-- BEGIN Record excerpts --
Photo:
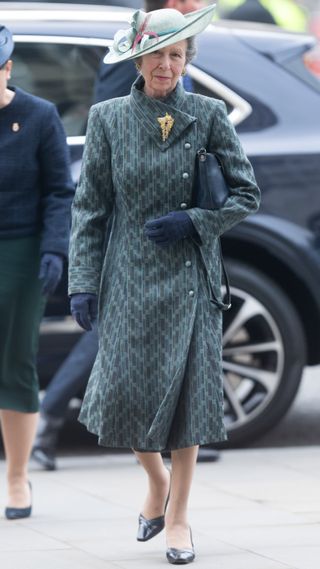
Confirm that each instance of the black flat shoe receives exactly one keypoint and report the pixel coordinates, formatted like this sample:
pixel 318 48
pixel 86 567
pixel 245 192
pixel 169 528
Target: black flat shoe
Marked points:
pixel 18 513
pixel 181 556
pixel 150 528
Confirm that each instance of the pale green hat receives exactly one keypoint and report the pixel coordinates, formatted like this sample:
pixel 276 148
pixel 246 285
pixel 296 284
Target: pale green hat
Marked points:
pixel 153 30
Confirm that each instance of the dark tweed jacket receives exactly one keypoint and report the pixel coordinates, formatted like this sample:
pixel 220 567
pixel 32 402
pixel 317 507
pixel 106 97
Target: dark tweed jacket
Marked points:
pixel 36 189
pixel 157 379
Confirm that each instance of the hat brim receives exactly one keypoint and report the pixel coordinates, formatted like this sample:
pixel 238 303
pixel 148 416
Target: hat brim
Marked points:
pixel 6 45
pixel 196 22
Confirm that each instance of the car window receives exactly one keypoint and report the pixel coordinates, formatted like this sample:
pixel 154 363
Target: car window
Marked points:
pixel 204 90
pixel 63 74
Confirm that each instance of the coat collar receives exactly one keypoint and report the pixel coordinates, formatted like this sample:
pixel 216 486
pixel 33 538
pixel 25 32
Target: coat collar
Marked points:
pixel 147 110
-- END Record excerpts --
# [Requirements]
Retype every line of the records above exactly, leaving out the pictures.

# [Reply to the exercise]
Photo:
Confirm that each instance of the black flat shoe receives exactly one keypoint and report the pixel coordinates, formatted like this sample:
pixel 318 48
pixel 86 567
pixel 245 192
pixel 169 528
Target: black flat shoe
Marked points:
pixel 18 513
pixel 181 556
pixel 150 528
Confirm that each instance of the pale green hat receives exactly one keypoint and report the pixel coordinates, formatted like this sample:
pixel 276 148
pixel 246 285
pixel 296 284
Target: pale green hat
Marked points:
pixel 153 30
Confirm that each instance of the dark tweed jacket receives exactly one keypoint and report the pixel coordinates, formatted like this sample:
pixel 220 567
pixel 32 402
pixel 317 507
pixel 106 97
Target: dark tweed jacket
Marked points:
pixel 36 189
pixel 157 379
Confirm that each instance of the hat brim receives exactly one keypoint and report the pixel coordinates, formatted like this sample:
pixel 238 303
pixel 148 416
Target: hat brim
Marked points:
pixel 6 45
pixel 196 22
Confirm that each instance of the car window receives exactly one keypoint and report the pixel coordinates, formatted like this sample:
pixel 154 363
Target: car window
Marked points:
pixel 204 90
pixel 63 74
Confirm that each instance of the coat collar receives exactly one keypoint and report the pixel coordinates, formatted like this sample:
pixel 216 486
pixel 33 538
pixel 25 32
Target: coat collar
Marked points:
pixel 147 110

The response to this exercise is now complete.